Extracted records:
^^^^^^^^

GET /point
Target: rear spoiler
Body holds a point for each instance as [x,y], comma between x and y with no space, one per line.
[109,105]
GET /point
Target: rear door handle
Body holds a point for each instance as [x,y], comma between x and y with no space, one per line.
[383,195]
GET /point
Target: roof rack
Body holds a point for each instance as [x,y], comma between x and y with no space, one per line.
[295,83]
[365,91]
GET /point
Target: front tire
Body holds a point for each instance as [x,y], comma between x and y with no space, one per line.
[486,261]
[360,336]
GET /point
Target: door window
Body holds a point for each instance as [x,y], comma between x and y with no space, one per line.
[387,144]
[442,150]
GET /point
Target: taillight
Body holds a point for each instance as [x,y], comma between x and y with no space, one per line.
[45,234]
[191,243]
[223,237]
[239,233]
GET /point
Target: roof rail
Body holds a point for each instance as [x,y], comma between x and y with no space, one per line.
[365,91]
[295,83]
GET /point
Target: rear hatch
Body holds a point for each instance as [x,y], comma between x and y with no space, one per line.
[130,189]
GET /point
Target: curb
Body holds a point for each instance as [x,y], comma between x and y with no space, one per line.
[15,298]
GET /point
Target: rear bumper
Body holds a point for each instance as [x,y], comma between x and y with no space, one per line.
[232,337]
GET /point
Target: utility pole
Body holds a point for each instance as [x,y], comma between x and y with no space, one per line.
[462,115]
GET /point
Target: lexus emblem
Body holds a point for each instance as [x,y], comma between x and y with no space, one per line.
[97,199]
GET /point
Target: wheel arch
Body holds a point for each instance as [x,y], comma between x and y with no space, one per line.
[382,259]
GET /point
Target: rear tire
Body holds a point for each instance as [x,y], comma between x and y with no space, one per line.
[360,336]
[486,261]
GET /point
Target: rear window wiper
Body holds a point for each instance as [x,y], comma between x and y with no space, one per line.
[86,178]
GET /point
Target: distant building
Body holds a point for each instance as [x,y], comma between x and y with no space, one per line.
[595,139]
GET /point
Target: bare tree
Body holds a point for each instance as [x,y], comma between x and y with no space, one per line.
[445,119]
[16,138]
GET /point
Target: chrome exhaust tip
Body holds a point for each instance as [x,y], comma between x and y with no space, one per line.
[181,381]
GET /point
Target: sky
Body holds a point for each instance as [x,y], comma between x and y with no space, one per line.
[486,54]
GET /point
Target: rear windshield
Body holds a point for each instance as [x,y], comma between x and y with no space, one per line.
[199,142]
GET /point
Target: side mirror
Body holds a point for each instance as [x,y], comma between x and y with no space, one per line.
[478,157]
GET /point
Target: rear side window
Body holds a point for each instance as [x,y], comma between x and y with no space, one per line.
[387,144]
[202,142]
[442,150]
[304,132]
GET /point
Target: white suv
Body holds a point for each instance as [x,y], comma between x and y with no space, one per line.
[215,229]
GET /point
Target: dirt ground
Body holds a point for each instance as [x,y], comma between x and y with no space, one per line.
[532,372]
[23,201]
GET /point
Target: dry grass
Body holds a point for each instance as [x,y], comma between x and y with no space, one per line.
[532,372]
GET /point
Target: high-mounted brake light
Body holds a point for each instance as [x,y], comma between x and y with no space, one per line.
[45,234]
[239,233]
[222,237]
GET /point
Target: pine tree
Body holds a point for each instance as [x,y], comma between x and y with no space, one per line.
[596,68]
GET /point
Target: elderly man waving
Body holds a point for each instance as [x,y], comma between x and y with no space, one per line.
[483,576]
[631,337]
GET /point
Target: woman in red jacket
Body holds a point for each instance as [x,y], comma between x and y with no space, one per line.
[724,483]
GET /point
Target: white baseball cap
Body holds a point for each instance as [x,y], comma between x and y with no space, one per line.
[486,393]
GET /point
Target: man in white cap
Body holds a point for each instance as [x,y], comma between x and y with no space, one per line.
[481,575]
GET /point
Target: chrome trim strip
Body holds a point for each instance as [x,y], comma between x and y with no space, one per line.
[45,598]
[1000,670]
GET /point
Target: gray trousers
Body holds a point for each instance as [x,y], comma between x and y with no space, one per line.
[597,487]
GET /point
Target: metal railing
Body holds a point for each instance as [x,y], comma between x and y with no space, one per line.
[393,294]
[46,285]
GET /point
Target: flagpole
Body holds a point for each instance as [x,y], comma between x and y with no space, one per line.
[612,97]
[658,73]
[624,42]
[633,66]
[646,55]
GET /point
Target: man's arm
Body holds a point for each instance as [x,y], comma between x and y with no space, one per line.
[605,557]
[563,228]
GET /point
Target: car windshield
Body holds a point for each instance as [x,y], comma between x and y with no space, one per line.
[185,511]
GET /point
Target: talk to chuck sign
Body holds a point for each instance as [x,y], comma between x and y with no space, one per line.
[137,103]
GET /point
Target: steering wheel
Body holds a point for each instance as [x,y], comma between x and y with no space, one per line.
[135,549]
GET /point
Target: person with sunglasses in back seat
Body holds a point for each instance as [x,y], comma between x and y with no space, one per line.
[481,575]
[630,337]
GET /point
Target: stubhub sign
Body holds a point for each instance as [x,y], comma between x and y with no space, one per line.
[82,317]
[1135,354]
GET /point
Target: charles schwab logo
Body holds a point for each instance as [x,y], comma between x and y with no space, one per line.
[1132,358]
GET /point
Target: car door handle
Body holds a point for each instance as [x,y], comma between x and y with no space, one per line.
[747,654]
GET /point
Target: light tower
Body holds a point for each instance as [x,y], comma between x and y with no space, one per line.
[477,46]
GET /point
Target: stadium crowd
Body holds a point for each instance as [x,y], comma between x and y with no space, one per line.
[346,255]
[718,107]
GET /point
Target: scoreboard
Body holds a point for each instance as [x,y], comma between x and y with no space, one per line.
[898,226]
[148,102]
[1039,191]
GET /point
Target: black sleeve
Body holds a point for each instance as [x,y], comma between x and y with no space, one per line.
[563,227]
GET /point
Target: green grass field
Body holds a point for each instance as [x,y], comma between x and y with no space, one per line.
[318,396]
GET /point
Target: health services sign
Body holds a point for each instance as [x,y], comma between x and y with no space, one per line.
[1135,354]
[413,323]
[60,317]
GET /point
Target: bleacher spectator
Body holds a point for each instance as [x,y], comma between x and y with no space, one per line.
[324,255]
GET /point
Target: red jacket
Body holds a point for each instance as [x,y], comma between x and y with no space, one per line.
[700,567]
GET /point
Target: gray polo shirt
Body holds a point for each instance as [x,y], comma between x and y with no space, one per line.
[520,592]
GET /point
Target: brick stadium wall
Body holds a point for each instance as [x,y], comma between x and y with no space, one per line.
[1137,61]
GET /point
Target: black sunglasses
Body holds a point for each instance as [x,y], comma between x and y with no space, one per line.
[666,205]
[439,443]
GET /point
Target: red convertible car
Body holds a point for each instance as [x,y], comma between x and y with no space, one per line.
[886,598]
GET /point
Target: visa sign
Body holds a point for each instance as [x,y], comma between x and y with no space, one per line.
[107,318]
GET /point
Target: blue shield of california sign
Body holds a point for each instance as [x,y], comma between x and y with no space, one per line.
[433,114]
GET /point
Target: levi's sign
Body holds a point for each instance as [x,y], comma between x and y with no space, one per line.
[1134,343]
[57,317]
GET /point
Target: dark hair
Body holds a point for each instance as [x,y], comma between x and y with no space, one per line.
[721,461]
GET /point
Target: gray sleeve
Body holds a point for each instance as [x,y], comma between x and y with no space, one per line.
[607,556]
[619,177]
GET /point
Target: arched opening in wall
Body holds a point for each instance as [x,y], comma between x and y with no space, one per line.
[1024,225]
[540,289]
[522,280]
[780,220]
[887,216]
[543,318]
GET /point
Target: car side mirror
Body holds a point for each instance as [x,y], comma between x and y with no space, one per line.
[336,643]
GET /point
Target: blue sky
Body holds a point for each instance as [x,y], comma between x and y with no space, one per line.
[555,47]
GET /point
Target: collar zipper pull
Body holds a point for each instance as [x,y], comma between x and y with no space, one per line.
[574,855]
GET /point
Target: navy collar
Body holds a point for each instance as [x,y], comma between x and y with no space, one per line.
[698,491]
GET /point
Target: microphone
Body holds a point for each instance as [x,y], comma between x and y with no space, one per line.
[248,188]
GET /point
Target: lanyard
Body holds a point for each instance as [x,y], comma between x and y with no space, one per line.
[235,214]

^^^^^^^^

Task statement:
Of the records above, copy each line that includes "collar".

Task solution:
Target: collar zipper pull
Target: navy collar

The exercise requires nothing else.